> [EXTRACT TO READ]:
Trump was the first president in 40 years to refuse to release his tax returns. Nixon was the last to refuse.

On Tuesday, November 22, the US Supreme Court, the highest court of the land, said the congressional committee has the right to obtain the returns.

The buck stops here, as they say. 

Trump asked the high court in October to block the ruling of a lower court that approved the House’s request. 

The decision of the Supreme Court justices appears to be unanimous. 

This means that the US Treasury will have the responsibility of delivering the tax documents for the period of 2015-2020 for Donald Trump and some of his businesses, to the House Ways and Means Committee.

The Democratically controlled committee will get access to the financial records at the last minute. The Republicans were able to take a slight lead over the Democrats in the midterm elections, and will take over control of the committee and the House of Representatives, on January 3, 2023. 

The Treasury Department, controlled by the Biden administration, will likely deliver the records expeditiously, but the House committee will only have a short time to review them, and the new leadership in the House is likely to stall or even stop the investigation into Trump’s finances.

Representative Richard Neal, the chairman of the committee, said in a statement that Congress “will now conduct the oversight that we’ve sought for the last three and a half years.” It is not clear if the committee intends to release Trump’s financial records publicly.

> [DATASET EXCERPTS]:

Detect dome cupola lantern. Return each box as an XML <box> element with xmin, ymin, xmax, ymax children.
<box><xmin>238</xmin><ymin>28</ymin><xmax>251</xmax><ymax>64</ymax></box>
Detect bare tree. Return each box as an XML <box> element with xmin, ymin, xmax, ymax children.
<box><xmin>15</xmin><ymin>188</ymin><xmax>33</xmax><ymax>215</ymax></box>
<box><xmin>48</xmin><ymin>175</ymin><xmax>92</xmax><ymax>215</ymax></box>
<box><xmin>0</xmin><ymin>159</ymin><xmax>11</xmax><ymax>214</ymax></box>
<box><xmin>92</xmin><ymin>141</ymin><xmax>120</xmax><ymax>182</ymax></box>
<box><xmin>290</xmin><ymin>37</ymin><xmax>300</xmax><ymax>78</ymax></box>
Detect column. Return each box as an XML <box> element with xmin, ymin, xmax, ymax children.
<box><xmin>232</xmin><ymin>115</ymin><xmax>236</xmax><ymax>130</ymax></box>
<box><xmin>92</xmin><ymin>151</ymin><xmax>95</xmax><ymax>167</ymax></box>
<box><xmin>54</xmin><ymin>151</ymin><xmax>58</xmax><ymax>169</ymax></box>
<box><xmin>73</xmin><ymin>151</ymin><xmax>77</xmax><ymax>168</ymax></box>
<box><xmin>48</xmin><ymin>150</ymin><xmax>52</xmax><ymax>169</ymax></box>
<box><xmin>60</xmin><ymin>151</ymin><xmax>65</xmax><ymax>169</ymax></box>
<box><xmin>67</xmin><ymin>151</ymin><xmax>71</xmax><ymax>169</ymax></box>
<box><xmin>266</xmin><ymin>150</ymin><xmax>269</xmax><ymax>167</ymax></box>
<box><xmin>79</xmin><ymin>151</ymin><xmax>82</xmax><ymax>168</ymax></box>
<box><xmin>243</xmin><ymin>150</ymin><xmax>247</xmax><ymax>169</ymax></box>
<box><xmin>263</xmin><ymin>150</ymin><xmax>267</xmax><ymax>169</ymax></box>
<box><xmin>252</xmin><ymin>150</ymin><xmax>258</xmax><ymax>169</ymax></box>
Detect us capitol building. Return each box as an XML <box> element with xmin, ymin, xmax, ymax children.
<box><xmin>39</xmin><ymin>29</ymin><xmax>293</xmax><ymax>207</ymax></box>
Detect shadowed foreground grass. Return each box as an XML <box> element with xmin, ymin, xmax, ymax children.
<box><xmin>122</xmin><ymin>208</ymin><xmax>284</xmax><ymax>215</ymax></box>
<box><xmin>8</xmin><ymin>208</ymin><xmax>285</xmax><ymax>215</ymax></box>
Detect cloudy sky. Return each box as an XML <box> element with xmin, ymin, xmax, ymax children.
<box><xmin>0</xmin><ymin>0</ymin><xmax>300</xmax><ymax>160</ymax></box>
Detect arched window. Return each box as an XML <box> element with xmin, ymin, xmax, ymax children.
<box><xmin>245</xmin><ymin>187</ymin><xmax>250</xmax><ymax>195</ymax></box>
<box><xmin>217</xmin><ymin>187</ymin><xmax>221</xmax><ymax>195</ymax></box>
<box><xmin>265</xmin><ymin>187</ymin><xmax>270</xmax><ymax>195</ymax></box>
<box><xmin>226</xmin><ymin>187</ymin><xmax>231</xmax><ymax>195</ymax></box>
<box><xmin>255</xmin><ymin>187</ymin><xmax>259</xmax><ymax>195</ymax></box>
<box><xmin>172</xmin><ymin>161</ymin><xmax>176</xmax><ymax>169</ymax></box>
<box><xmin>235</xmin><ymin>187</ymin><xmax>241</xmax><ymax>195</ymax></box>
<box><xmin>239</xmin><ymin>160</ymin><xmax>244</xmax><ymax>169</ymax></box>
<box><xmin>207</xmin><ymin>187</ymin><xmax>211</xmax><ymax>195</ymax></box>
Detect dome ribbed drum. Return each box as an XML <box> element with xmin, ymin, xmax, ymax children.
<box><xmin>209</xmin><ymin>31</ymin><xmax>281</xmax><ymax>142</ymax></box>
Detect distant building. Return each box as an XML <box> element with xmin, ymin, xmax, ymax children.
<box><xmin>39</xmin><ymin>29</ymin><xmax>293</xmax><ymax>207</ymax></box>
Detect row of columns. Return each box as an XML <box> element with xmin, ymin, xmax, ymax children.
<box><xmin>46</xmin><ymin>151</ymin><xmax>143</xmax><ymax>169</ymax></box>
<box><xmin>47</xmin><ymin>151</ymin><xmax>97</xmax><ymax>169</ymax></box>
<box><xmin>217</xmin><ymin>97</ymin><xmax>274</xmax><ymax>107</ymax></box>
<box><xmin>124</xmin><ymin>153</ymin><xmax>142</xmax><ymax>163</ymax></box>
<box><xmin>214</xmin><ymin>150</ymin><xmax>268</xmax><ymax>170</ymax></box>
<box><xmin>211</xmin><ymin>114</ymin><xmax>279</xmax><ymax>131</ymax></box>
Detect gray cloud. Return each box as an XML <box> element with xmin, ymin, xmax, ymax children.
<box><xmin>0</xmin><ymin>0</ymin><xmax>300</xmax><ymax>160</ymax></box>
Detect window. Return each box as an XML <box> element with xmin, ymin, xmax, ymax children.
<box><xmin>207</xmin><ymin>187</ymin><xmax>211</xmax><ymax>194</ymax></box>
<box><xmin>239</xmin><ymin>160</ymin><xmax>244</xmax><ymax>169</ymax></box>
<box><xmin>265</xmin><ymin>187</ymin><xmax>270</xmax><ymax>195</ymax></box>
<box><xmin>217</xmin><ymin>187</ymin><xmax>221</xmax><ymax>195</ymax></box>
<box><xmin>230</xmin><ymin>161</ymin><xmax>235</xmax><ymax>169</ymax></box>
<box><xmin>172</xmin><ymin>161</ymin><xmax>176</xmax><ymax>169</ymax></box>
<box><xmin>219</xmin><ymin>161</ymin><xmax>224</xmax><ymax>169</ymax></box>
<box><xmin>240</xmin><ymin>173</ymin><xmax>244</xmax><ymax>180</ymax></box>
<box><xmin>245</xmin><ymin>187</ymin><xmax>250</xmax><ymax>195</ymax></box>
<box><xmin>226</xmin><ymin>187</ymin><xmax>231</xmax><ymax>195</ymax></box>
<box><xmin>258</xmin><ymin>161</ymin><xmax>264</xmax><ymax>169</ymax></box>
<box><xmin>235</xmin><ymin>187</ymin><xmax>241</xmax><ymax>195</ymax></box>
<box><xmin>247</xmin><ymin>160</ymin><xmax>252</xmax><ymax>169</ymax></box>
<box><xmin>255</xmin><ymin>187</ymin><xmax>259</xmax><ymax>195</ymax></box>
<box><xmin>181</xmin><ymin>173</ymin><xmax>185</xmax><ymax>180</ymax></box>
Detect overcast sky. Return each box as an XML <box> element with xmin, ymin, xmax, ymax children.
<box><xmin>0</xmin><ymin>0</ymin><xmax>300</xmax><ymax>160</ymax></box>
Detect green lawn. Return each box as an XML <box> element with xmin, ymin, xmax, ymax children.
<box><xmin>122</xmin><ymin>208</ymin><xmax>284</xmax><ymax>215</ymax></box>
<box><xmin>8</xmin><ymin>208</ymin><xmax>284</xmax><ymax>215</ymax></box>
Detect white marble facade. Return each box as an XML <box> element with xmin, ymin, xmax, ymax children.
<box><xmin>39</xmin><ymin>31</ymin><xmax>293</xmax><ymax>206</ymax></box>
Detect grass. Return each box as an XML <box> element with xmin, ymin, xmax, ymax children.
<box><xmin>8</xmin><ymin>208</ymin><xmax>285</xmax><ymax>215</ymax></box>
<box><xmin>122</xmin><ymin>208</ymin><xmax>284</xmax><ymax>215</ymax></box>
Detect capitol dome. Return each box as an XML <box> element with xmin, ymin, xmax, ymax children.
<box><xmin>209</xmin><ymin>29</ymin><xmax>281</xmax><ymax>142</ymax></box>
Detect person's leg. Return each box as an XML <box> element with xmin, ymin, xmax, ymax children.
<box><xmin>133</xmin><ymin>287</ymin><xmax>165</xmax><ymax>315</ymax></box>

> [EXERCISE DESCRIPTION]: Continue the news piece on the Supreme Court ruling over Trump's tax returns, starting after its final sentence.

> [ANSWER BELOW]:
Trump believes that the Democrats have been trying to obtain his tax returns for political reasons. 

But the committee said that Congress has the right to make sure that the IRS is properly auditing candidates for president, so they can determine if any new legislation is warranted. 

In another setback for Trump on Tuesday, a three-judge panel of the US Court of Appeals for the 11th Circuit, including two judges who were appointed by Trump, appeared to be very skeptical that Trump had a right to challenge the FBI’s search of his Mar-a-Lago estate. They also expressed doubt that it was necessary to have an independent arbiter to review the documents that were seized.

The judges suggested that Trump appeared to be seeking “special treatment” in his request that a “special master” conduct an independent inspection of the documents taken on August 8 from Mar-a-Lago.

Judge William Pryor, appointed by President George W. Bush, said, “Other than the fact that this involves a former president, everything else about this is indistinguishable from any pre-indictment search warrant,” implying that Trump was not above-the-law.